== Goals ==
- a) In the passage on P values, reproduce the part that opens with the words containing "Now, let’s look" and closes with "your answer here.", switching "dependent variable" to "target variable".
- b) According to the passage on P values, what value are P values typically less than when they indicate a significant feature?
- c) Extend the passage on P values and reduced models, picking up after its final sentence.

== Quoted passage ==
[start]

Now, let’s look at something new, the “P” values associated with the features used in the model. P values are used widely in statisical testing to judge if a result is statistically significant. Those P values that are 0 (or typically less 0.05) indicate a feature that is “significant” in its ability to predict the dependent variable. Those larger than 0.05 are less significant. Of course, one should be cautious with relying solely on P-values as they can be misused and p-hacking (intentional or not) can lead to misleading results.
✅ Do This: With a healthy dose of caution in mind, review your P-values. The values you get will depend on what you did with your “bad values”, but list below the top three “most significant” features and the overall Adjusted R-squared using all the features.
✎ Do this - Erase this and put your answer here.
2.2 A “reduced” model using only the “significant” features#
Modeling data is as much a craft as it is a science. We often seek the simplest models that explain or data well because they are typically more interpretable, easier to explain, and provide the information on the main influences of the system we are studying. There are reasons we might want a more complex model to capture the details and the nuance of the system. But for the U.N.E.S.C.O. data that we have, we are likely able to capture most of the system using a smaller number of features. These ideas are related to the pre-class modeling you did with increasingly higher powers of x.

[end]

== Supplied data ==
[start]

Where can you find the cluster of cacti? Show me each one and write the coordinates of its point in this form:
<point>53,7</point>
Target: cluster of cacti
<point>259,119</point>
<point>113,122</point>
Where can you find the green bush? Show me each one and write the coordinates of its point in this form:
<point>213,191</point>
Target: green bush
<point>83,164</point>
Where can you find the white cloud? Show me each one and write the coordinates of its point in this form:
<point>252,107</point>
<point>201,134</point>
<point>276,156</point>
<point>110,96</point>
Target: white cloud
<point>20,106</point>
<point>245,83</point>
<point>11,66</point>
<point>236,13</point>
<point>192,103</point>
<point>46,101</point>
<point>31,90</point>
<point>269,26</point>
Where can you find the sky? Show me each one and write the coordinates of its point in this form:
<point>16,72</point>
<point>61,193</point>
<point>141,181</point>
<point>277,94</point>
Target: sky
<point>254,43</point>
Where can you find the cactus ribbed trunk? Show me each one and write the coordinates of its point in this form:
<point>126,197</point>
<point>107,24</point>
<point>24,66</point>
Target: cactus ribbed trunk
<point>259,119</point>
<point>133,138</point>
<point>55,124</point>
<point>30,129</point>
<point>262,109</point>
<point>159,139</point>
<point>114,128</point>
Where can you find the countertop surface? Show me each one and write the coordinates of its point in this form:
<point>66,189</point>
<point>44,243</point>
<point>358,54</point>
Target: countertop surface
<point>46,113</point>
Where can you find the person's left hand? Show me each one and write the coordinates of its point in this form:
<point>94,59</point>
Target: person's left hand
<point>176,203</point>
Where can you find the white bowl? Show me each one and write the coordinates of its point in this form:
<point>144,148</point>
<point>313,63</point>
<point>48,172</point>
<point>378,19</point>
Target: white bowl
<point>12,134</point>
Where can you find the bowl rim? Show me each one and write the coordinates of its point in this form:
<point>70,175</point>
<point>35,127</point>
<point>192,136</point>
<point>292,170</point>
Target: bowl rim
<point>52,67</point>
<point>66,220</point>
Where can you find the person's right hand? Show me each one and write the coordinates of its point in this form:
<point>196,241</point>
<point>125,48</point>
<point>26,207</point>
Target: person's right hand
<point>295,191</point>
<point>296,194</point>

[end]

== Outputs in order ==
- a)
Now, let’s look at something new, the “P” values associated with the features used in the model. P values are used widely in statisical testing to judge if a result is statistically significant. Those P values that are 0 (or typically less 0.05) indicate a feature that is “significant” in its ability to predict the target variable. Those larger than 0.05 are less significant. Of course, one should be cautious with relying solely on P-values as they can be misused and p-hacking (intentional or not) can lead to misleading results.
✅ Do This: With a healthy dose of caution in mind, review your P-values. The values you get will depend on what you did with your “bad values”, but list below the top three “most significant” features and the overall Adjusted R-squared using all the features.
✎ Do this - Erase this and put your answer here.

- b) 0.05

- c)
✅ Do This: Redo the model with only the top three features you found above vs “Infant Mortality”. Display the summary.
# your code here
✅ Do This: Review this model and the one you constructed earlier in the notebook. Report how the Adjusted R-squared value changed from using only the top three vs using all the available features. How well does this reduced model appear to fit your data?
✎ Do this - Erase this and put your answer here.
3. Visualization - How well does our model fit our data?#
We have been checking how our models fit our data using both plots of the fitted values and the residuals. These plots are generated from the information stored in various attributes of the OLS results object. We will continue to use the top two plots from .graphics.plot_regress_exog to investigate our fits. But you could also construct the plots directly using the attributes of the OLS results object.
Note that you will need one plot for each feature in the model as each figure is only produced for a given choice of feature.
✅ Do This: Create three .graphics.plot_regress_exog figures, one for each of the features in your reduced model. Pay special attention to the top two plots: the fitted values figure and the residual plot.
# put your code here
✅ Questions: Based on these figures, how well does it appear your reduced model fit your data? Do you have any concerns about the distribution of the residuals?
✎ Do this - Erase this and put your answer here.
Congratulations, you’re done with your in-class assignment!#
Now, you just need to submit this assignment by uploading it to the course Desire2Learn web page for today’s submission folder (Don’t forget to add your names in the first cell).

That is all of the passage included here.